EXERCISE PROMPT: Reproduce, without any change, every line of the records below from the one containing "Pin a point on every instance of the starling" down to the one containing "Pin a point on every instance of the leafy", including both of those lines.

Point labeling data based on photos
----------------

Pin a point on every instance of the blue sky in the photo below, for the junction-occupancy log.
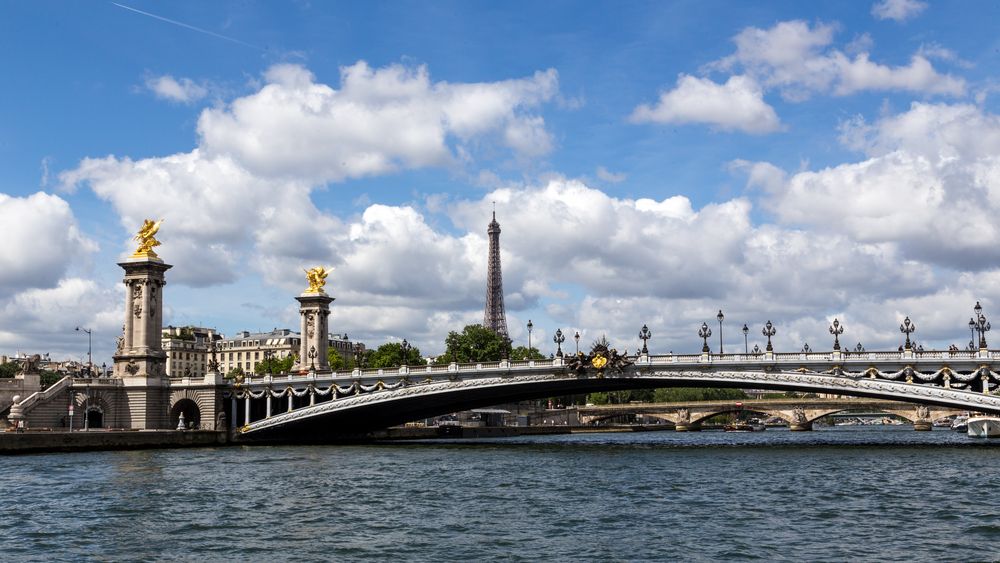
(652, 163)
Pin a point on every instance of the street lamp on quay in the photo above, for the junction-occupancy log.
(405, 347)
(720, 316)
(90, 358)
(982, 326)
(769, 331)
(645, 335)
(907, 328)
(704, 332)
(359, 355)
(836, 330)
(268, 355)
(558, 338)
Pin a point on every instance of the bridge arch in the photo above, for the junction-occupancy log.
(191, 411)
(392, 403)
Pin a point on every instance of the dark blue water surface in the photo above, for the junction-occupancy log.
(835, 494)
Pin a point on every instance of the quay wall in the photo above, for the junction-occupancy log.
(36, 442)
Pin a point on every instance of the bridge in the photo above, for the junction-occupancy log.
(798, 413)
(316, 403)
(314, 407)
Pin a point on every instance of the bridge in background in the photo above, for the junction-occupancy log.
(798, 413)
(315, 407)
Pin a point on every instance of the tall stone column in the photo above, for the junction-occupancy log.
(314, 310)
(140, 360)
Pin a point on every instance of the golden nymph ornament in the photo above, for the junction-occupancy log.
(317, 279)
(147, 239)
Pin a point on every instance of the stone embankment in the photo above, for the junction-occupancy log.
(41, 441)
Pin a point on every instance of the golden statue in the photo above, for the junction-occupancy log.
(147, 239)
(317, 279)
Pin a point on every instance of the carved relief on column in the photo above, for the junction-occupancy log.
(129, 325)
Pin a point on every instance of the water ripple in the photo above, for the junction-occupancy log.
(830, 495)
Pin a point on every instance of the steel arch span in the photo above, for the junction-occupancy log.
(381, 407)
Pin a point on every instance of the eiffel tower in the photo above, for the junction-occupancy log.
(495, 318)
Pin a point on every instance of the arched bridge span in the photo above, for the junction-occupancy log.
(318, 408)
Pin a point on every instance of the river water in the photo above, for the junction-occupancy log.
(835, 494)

----------------

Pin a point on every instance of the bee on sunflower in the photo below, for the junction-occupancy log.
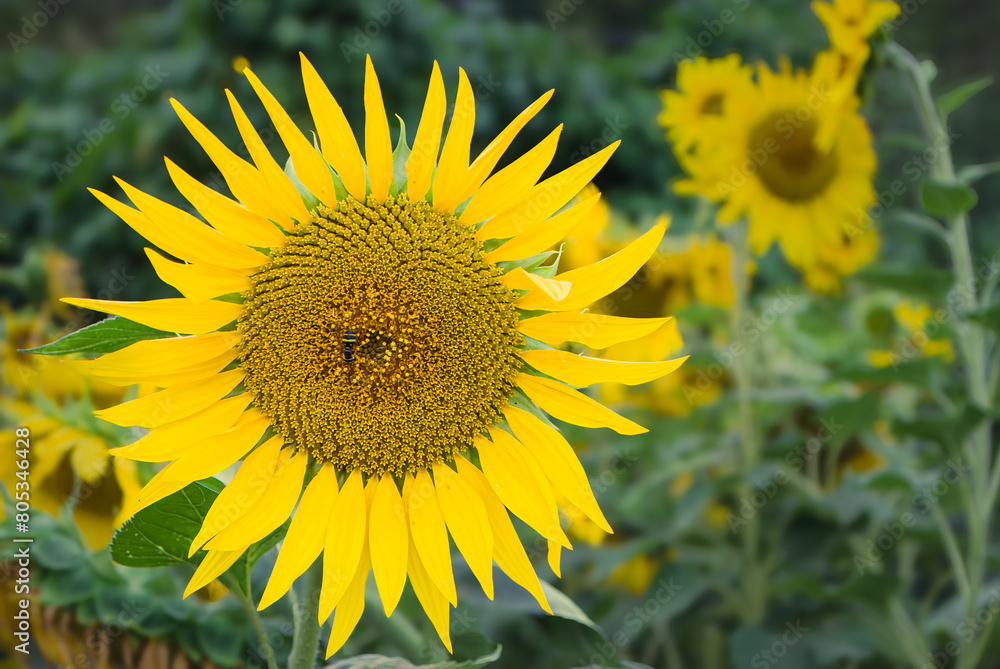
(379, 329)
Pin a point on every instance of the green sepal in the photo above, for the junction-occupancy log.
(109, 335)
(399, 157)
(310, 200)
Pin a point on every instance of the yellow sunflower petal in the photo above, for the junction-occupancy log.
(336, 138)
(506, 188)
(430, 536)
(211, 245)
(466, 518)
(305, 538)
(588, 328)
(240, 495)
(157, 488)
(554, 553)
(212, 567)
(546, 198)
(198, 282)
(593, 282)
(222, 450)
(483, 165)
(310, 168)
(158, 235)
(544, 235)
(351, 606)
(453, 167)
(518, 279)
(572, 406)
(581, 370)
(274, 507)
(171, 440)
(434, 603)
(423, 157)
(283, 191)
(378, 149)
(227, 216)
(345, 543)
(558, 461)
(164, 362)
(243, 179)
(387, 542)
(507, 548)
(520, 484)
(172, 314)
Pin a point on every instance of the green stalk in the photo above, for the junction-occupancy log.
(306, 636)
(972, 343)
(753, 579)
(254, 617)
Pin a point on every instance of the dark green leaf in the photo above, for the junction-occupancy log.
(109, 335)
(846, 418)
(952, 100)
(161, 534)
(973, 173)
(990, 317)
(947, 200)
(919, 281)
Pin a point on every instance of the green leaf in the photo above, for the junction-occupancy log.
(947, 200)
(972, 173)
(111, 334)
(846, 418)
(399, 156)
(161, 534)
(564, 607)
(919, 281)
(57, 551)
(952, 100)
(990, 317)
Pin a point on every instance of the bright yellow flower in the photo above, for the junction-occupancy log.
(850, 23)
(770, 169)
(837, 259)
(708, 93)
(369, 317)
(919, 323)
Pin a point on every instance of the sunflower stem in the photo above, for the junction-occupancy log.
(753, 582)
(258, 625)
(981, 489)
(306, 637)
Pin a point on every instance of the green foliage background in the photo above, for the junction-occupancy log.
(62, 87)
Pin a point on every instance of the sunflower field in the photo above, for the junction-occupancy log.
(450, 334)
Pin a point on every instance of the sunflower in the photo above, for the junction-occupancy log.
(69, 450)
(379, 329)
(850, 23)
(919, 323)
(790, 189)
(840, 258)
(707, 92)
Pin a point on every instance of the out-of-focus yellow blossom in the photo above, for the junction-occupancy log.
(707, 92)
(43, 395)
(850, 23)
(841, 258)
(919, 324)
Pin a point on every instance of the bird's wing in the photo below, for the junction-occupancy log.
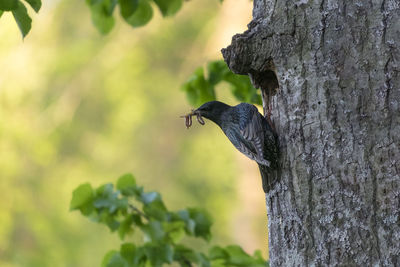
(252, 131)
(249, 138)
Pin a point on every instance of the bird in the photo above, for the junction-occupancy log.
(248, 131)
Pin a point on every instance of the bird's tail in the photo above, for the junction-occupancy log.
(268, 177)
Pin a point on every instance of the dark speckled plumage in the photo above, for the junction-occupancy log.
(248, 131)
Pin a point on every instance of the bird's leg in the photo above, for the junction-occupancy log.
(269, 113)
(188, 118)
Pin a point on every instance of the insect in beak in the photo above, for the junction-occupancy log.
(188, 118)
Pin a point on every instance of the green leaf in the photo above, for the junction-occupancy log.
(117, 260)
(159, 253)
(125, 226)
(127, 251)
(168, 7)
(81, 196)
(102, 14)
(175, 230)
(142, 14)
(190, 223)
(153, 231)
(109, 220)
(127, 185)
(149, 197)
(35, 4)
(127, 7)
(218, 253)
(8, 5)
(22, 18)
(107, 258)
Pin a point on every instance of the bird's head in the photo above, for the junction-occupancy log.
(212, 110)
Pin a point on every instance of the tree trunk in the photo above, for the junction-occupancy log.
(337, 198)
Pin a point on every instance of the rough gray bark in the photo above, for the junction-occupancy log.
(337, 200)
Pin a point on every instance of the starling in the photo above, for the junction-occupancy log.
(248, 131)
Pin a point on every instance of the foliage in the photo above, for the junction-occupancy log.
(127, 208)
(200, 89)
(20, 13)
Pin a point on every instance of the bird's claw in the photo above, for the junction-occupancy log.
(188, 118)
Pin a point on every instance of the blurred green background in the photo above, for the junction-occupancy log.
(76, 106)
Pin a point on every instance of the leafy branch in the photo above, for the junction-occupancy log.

----------------

THE RESPONSE:
Pin a point on every instance of the starling in the photo above, for the junction-occupancy log.
(248, 131)
Pin a point on every instance of the foliage in the photo above, for the junction-occupancy log.
(127, 208)
(200, 89)
(20, 13)
Pin a point on every instance of the bird's claw in the photo above, for the junction-occupancy log.
(188, 118)
Pin a point on every instance of the blurred green background in the photo above, for the junction-occupancy log.
(76, 106)
Pin a point on every instance of the leafy branch in the photo above, for the junction-occupancy log.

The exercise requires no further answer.